### To do
Count the lines in the rows below that contain the string "logo", treating uppercase and lowercase as distinct. Report only the number.

[Start Extracted entries]

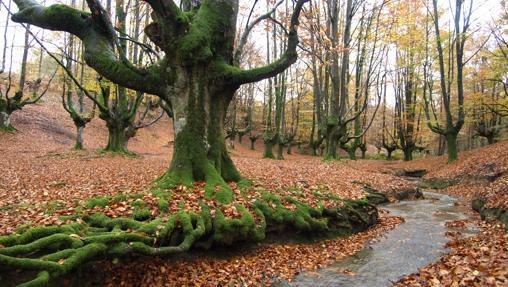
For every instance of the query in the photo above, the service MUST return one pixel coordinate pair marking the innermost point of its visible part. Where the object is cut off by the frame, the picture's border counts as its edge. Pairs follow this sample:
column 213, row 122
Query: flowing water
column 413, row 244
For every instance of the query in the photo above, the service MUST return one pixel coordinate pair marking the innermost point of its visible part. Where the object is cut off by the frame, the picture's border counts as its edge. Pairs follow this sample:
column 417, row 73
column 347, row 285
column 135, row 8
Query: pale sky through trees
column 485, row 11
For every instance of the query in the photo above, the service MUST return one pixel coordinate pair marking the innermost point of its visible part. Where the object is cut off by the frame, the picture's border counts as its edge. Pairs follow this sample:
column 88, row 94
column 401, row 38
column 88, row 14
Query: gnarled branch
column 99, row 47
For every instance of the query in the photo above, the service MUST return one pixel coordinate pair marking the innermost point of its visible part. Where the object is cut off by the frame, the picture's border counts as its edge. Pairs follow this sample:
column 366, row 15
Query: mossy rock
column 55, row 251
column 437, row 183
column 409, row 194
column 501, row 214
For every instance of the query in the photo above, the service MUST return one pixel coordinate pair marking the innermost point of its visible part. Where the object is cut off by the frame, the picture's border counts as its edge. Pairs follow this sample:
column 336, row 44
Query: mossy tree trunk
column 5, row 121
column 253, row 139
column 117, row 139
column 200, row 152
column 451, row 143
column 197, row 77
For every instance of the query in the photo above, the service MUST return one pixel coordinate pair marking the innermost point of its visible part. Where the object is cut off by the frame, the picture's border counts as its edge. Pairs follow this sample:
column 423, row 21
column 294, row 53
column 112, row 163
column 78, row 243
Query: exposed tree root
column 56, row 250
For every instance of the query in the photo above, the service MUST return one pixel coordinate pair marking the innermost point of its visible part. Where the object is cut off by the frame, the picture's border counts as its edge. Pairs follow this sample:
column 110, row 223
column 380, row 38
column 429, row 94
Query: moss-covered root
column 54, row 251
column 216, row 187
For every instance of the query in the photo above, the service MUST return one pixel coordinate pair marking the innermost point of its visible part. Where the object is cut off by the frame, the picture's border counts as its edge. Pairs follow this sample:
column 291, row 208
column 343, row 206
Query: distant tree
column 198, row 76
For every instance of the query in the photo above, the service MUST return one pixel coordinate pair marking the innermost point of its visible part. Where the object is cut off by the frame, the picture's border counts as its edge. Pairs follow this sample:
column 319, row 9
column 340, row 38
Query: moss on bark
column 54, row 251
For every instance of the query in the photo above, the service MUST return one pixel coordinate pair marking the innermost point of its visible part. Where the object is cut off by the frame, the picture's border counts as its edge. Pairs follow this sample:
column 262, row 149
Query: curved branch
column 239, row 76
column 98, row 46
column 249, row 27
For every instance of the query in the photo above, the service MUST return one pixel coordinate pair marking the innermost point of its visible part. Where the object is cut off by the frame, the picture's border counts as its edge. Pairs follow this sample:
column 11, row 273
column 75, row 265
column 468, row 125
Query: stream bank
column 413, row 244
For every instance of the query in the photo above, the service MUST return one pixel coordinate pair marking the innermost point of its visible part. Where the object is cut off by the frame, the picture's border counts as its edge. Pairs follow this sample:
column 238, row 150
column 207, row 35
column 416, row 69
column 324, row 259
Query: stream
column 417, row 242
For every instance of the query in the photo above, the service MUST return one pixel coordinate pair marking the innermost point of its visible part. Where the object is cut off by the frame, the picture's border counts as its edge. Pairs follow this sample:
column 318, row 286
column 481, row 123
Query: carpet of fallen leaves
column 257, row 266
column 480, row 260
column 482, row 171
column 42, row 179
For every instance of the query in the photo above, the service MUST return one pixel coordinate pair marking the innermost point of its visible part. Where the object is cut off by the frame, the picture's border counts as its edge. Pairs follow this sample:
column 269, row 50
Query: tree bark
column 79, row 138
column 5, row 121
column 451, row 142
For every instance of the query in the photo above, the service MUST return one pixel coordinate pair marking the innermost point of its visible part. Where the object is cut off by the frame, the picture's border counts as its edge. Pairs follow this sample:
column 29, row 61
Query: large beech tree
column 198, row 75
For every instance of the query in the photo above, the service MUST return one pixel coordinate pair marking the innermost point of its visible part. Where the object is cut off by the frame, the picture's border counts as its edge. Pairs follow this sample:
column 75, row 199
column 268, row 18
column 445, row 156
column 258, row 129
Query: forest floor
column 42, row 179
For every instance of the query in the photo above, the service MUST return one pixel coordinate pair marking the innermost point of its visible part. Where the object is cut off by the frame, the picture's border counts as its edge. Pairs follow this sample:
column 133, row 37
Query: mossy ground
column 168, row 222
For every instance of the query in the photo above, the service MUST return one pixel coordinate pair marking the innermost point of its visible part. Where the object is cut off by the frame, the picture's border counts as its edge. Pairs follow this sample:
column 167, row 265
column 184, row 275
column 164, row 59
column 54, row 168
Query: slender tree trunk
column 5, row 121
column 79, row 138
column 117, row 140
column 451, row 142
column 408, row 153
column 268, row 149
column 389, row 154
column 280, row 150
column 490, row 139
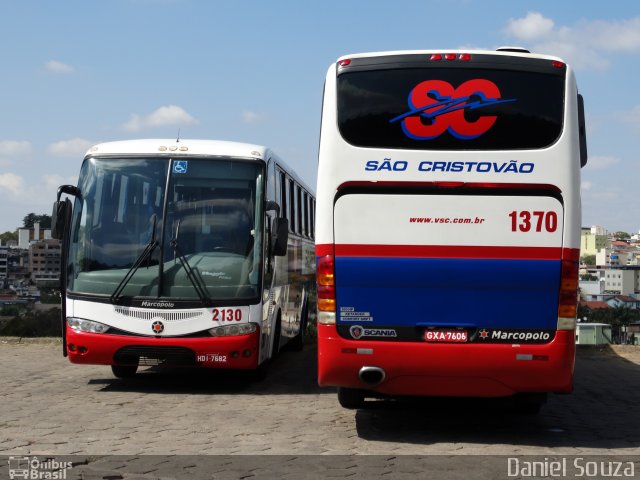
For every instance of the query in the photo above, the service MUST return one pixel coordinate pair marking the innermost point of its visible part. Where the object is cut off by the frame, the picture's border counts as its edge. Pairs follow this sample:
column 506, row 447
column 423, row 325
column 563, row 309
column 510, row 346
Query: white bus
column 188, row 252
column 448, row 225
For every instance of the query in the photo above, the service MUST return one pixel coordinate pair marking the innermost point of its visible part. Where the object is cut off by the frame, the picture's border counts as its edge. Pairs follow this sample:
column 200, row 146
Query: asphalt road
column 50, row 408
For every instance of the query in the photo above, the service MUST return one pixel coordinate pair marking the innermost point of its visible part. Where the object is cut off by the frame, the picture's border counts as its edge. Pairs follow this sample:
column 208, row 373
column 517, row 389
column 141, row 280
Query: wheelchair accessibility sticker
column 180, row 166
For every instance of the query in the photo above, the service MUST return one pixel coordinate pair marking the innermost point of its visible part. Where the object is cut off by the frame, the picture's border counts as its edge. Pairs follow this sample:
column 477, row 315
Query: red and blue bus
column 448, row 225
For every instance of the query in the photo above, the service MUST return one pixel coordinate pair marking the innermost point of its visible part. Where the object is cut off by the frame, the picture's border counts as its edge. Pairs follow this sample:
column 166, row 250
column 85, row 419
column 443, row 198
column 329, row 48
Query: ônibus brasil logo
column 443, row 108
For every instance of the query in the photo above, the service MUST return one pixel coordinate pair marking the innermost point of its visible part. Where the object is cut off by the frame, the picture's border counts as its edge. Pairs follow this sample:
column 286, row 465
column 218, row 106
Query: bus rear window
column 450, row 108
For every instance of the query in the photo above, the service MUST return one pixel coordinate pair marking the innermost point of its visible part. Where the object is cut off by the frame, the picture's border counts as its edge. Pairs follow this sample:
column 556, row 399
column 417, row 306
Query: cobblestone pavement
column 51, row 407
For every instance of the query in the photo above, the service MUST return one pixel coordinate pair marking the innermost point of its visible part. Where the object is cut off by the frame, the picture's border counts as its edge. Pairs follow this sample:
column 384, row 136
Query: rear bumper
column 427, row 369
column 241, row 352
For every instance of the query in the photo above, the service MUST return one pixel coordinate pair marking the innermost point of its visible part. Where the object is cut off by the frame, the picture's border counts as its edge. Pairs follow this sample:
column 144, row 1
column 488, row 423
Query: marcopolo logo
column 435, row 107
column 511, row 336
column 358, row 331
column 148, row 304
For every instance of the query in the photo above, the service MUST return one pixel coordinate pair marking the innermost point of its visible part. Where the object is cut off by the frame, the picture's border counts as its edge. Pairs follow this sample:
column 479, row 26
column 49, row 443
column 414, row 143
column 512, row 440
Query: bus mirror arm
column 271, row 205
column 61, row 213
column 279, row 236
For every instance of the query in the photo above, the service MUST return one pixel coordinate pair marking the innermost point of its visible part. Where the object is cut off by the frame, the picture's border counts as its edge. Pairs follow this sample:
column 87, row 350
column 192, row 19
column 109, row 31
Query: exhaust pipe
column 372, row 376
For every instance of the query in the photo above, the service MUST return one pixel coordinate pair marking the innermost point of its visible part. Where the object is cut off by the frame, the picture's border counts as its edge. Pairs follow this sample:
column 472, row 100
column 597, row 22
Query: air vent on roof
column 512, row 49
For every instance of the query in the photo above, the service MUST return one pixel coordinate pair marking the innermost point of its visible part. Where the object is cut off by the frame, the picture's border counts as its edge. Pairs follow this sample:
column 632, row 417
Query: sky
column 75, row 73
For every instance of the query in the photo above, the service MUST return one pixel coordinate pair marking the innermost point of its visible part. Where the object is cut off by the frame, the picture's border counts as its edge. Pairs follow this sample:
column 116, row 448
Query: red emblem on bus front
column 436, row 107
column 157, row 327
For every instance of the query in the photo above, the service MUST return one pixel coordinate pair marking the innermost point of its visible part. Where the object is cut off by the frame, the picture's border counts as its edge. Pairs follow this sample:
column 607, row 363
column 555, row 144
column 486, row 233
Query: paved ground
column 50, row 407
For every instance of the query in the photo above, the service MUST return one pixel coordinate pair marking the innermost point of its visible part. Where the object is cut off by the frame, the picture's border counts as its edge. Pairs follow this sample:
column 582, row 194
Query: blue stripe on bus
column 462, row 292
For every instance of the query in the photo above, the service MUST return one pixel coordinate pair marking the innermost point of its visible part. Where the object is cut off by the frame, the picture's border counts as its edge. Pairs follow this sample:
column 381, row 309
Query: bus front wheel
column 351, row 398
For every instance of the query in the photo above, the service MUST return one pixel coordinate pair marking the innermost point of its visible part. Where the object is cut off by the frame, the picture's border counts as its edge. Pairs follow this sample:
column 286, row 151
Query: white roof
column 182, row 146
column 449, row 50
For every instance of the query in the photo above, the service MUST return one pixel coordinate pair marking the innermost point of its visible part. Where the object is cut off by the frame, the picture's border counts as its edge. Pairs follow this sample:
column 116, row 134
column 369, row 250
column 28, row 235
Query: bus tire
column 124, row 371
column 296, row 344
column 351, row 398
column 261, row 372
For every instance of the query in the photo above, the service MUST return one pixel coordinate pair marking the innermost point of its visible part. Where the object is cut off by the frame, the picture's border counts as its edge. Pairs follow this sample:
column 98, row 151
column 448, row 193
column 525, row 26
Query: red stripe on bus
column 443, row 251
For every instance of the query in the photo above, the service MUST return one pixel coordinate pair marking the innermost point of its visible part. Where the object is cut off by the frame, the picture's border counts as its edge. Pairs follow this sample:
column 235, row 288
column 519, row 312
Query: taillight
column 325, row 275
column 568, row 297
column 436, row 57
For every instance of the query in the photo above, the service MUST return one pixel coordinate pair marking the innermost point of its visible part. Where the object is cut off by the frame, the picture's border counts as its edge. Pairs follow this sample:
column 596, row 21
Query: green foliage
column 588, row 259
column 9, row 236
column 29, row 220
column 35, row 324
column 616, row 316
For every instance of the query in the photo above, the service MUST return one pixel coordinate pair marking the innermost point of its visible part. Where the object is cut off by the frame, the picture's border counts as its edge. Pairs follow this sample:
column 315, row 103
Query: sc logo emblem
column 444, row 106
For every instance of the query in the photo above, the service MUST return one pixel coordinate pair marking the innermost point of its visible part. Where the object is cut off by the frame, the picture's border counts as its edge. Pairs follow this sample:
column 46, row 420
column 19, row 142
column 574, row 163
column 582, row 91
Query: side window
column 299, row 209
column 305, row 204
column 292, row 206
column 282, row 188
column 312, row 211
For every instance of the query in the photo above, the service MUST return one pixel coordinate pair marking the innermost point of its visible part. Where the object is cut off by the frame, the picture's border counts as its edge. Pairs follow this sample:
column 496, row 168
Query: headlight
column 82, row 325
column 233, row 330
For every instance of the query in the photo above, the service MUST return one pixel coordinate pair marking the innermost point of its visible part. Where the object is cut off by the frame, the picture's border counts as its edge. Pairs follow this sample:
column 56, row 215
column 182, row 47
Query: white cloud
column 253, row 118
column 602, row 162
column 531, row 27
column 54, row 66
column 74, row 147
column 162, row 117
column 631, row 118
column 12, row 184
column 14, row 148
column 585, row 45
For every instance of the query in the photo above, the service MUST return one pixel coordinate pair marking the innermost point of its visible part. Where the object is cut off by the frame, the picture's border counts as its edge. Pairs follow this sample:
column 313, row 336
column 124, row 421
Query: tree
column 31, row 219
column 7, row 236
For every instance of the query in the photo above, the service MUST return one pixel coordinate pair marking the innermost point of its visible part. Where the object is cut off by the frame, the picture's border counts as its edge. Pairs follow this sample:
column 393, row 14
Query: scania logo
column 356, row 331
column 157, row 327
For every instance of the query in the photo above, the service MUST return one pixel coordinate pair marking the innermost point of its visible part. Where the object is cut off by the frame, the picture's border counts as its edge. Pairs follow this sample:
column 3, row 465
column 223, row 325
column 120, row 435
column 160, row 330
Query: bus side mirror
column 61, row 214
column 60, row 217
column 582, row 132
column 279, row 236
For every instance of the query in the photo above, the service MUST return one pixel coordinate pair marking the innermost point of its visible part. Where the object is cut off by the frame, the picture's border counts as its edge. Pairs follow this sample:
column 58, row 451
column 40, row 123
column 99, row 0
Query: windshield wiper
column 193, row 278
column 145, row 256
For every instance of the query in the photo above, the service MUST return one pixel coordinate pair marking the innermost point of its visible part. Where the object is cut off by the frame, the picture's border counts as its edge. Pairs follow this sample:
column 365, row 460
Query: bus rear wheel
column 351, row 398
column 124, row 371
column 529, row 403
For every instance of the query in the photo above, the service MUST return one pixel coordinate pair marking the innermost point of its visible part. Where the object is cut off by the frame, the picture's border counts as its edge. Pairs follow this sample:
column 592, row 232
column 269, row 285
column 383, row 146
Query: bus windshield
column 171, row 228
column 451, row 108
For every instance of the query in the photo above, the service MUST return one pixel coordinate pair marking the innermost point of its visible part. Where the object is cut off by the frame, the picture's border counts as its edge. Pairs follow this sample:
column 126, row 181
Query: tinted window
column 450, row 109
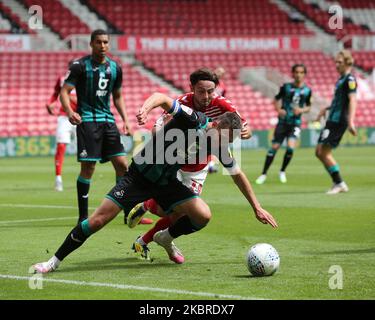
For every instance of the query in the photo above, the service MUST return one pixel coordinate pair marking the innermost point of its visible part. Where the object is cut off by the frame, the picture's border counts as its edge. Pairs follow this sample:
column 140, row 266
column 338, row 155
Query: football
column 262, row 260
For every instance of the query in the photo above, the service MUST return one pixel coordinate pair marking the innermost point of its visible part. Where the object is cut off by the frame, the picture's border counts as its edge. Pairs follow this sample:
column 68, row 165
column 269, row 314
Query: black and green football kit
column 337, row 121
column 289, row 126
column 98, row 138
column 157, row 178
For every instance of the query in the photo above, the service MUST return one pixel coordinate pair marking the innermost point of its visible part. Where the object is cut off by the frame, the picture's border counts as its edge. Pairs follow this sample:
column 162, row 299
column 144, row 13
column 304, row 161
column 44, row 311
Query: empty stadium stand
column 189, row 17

[End Extracted entries]

### Expected answer
4